Below are entries; work out how many of their lines include the string "door", and reply with the number only.

++++ Data extracts ++++

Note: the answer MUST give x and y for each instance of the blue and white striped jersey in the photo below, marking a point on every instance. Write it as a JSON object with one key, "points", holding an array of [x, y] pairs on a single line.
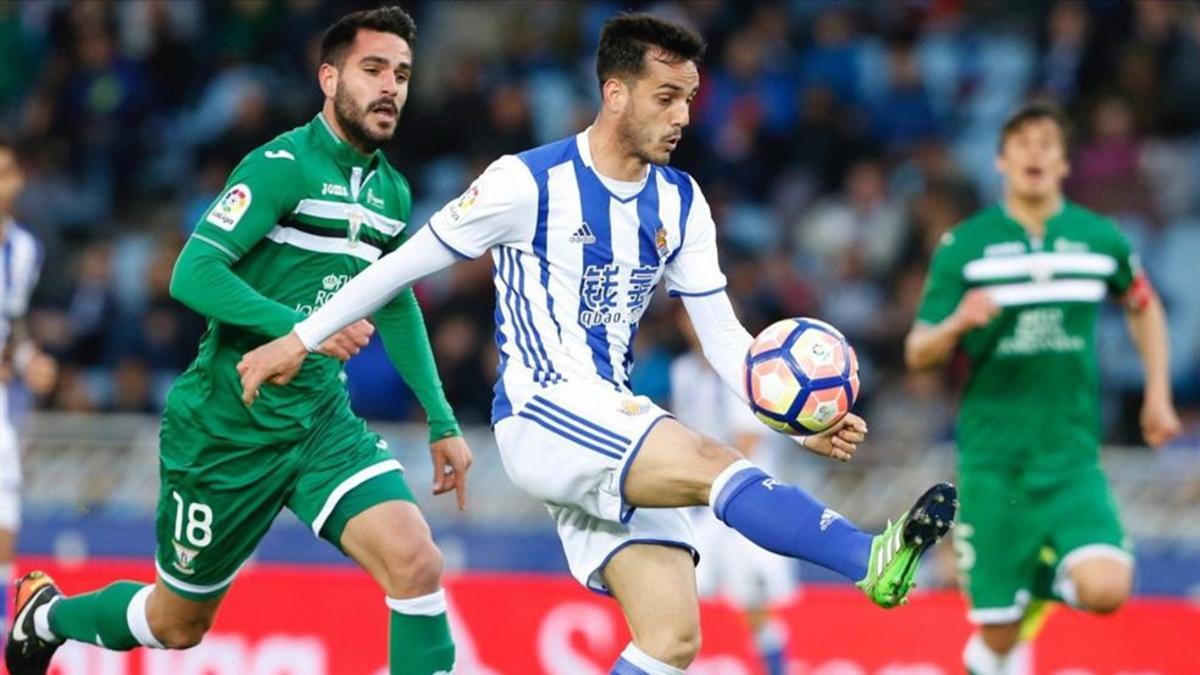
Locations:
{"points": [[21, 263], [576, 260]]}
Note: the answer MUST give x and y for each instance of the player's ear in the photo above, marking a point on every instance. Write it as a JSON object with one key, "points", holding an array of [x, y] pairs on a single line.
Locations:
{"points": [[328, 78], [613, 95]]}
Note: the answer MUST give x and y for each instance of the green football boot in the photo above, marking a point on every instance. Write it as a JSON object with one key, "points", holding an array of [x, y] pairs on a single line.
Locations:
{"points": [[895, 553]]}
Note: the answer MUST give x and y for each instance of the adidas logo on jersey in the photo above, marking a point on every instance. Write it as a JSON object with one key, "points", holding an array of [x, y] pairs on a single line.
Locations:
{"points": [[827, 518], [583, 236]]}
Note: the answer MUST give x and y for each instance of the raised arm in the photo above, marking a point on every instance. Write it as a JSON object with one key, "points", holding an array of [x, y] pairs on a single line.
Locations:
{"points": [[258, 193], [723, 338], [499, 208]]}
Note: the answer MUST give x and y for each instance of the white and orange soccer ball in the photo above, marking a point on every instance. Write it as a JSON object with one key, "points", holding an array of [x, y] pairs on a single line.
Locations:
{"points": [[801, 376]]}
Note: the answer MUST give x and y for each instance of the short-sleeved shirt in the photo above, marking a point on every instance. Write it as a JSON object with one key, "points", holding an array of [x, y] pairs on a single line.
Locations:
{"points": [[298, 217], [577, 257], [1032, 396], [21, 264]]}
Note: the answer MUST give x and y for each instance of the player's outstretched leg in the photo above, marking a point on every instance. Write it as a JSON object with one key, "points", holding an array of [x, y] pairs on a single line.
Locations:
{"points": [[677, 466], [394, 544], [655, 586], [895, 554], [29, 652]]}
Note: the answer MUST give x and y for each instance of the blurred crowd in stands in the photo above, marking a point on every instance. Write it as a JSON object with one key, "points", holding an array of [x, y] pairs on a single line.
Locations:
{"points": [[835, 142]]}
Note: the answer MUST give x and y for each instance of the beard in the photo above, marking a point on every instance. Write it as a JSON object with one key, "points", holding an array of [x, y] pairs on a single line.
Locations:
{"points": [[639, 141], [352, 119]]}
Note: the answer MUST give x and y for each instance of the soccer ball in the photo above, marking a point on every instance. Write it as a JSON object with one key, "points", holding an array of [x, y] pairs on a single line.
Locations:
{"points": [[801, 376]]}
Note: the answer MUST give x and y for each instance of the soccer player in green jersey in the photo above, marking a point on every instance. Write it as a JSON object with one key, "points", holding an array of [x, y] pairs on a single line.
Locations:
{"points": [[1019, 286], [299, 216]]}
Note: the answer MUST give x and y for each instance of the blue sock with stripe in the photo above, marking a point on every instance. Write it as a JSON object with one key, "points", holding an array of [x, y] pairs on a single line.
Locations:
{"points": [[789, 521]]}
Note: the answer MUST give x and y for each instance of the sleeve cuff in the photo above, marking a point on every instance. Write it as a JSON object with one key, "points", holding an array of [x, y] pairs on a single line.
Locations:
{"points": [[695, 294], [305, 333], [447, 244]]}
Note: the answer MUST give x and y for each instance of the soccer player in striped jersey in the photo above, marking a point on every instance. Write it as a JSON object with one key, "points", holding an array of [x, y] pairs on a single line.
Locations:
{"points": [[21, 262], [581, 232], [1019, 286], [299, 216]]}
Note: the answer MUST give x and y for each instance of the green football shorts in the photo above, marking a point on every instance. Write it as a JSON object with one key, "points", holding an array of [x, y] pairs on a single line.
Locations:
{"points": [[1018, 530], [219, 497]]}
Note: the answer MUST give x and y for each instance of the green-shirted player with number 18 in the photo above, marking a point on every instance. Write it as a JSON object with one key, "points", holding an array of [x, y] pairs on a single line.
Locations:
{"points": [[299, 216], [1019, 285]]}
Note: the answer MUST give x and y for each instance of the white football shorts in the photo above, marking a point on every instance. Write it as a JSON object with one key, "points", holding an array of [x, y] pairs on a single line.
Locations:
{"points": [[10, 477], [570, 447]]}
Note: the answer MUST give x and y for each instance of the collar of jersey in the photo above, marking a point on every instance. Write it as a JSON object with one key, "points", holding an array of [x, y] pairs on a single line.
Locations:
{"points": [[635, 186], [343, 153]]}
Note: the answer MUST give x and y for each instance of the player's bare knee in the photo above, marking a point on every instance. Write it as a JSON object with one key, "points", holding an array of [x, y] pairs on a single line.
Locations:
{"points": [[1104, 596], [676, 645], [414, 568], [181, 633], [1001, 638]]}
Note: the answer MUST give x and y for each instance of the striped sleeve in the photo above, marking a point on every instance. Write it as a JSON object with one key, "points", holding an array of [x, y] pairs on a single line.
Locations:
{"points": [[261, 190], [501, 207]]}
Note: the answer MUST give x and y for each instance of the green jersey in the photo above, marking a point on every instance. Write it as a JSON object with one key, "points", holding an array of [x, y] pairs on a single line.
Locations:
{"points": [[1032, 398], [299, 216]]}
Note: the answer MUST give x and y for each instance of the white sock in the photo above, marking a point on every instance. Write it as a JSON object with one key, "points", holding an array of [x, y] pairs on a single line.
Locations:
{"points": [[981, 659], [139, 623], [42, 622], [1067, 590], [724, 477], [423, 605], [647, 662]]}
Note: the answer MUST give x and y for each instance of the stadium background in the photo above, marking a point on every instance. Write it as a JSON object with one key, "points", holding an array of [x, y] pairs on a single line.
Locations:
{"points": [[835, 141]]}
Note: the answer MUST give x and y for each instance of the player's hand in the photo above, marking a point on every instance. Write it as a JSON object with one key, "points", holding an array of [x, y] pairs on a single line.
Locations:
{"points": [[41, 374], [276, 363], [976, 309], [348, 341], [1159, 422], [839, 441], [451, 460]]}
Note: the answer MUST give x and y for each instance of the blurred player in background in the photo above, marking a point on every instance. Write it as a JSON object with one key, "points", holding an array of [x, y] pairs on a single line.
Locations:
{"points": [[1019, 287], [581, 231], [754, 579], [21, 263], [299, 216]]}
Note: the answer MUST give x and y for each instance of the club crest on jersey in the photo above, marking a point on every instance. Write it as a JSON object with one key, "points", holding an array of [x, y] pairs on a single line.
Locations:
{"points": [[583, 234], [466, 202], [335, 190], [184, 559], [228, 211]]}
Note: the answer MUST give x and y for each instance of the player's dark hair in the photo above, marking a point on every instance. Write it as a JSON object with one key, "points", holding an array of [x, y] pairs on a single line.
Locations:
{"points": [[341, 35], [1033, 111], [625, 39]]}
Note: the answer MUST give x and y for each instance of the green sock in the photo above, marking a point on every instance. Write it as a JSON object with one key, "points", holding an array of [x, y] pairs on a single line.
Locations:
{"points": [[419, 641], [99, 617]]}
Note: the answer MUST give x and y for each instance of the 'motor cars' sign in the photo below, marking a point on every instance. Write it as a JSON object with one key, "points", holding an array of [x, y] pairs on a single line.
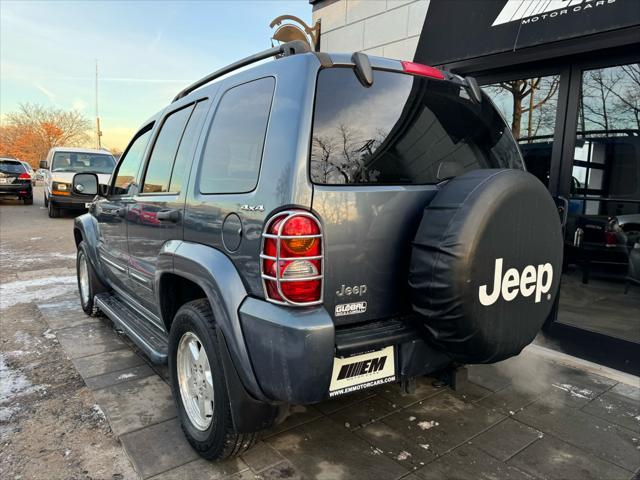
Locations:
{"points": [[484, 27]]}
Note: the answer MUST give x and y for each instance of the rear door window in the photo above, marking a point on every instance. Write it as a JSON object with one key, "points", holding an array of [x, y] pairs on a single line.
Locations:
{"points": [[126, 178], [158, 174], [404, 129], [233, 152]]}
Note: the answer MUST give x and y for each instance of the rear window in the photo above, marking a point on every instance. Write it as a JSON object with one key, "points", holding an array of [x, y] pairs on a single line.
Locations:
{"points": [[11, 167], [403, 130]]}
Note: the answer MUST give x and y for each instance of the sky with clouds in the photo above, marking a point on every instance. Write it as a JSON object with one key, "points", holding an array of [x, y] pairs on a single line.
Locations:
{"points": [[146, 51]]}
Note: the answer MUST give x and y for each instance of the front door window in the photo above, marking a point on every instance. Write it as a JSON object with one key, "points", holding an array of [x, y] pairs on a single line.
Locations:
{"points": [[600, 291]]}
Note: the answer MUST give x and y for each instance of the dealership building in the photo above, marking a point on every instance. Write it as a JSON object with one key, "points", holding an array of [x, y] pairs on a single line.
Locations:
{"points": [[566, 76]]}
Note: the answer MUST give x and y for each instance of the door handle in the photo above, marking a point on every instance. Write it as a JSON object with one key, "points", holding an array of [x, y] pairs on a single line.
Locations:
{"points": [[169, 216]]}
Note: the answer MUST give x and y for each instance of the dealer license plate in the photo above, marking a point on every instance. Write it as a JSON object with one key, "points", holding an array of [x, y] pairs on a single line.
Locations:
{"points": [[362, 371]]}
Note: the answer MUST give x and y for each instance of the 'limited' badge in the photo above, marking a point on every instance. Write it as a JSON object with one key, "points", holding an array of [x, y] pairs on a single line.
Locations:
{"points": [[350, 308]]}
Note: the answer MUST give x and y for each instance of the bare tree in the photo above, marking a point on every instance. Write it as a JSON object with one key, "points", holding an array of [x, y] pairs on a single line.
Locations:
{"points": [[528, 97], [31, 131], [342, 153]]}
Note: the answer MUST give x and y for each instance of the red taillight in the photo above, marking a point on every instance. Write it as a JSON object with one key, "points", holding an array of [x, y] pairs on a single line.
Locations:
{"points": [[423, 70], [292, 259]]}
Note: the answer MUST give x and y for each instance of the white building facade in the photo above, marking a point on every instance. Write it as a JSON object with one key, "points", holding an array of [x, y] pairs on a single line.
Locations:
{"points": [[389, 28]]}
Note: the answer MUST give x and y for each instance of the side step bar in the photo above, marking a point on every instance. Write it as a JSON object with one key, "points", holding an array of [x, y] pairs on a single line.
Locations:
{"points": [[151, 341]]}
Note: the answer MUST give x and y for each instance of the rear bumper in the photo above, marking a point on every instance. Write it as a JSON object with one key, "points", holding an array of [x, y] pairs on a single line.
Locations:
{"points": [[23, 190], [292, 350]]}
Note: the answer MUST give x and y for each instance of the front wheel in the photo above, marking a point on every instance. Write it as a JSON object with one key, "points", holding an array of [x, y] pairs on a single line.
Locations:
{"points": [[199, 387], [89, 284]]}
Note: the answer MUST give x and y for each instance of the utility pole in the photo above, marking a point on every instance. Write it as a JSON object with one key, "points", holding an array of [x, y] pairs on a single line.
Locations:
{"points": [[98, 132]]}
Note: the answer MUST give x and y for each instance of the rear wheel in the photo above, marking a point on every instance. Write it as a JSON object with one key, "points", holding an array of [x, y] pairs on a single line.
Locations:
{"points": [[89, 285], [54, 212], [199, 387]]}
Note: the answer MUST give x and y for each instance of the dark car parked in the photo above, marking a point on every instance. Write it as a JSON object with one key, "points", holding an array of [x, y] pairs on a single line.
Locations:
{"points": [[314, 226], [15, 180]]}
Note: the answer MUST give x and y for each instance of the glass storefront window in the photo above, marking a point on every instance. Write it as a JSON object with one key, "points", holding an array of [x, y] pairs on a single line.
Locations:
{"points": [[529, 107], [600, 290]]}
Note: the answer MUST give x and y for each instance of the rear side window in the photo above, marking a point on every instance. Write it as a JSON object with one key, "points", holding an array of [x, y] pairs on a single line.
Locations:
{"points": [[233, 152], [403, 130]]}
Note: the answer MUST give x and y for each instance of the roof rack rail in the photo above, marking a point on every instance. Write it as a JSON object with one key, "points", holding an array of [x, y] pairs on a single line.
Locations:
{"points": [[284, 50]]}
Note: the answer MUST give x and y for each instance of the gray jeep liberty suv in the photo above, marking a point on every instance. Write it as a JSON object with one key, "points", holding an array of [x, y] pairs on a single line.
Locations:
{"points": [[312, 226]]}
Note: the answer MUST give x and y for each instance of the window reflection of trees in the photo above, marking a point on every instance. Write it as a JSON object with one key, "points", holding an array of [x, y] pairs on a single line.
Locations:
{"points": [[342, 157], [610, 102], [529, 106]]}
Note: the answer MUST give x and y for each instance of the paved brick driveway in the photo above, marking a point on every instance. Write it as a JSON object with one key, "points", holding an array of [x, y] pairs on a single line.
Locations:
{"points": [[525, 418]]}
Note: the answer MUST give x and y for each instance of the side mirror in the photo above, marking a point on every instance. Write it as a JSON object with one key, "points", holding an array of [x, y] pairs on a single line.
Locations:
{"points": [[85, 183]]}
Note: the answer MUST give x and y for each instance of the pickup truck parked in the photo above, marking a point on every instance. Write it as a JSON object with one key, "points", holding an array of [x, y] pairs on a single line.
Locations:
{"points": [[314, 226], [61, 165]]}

++++

(Response box)
3